## Source passage:

JEEPERS CREEPERS 2’s dramatics, unfortunately, are as cramped and uninteresting as that ungainly bus interior we’re forced to stay in (for what seems like hours). Because there’s really nothing at the core of JEEPERS CREEPERS 2 except the attack scenes and who’s going to get picked off and when, Salva has to fill in the vacuum with faux-dramatic scenes that wouldn’t pass muster in a high school play. When Salva isn’t indulging himself in preposterous homoerotic imagery with the high school boys (nauseating, knowing molester Salva’s past history), such as the team riding the bus shirtless, or sunning themselves on top of the scorching hot 10-foot-tall bus (because that’s the first thing you’d think of doing when you’re stranded somewhere), or lining up, shoulders touching shoulders, to take a whiz (because guys always try and get as close as possible to each other when taking a group leak), he unsuccessfully tries to cross 12 ANGRY MEN with LIFEBOAT, to desultory, often ridiculous results. In several of the extras on this disc, Salva makes the dubious, pathetic claim that JEEPERS CREEPERS 2 is his answer to the 9/11 attacks (which he also claims sabotaged the first movie’s box office—more about that below). He states that instead of dividing people based on fear and hate, we as Americans need to stand together against the real threat to our country. So of course for liberal Salva in 2002, the villain doing that in JEEPERS CREEPERS 2 isn’t going to be a Muslim terrorist (just ask the people of San Diego, Fort Hood, and Paris while we’re at it, if I got that right), but rather a straight, white, crew-cut alpha male basketball hero right out of HOOSIERS, a racist, misogynist homophobe who threatens the entire fabric of the bus “community.” Right—that’s the threat to America when the towers came down. Gosh, I’ve never seen that stereotypical cardboard character before...and what a difficult and elusive target it is to hit, too (Salva doesn’t have the artistic adventuresomeness—or just plain guts—to vary his villain’s ethnicity, religion, or gender). This isn’t valid storytelling; it’s stealth, arbitrary agenda-making...and pretty facile, nattering-on social observation, at that.

## Collected data:
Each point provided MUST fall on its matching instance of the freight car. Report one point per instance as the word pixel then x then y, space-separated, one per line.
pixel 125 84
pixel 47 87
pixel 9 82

## Do this:
In the movie review, what does Salva say in the disc's extras that JEEPERS CREEPERS 2 is his answer to?

## Solution below:
The 9/11 attacks.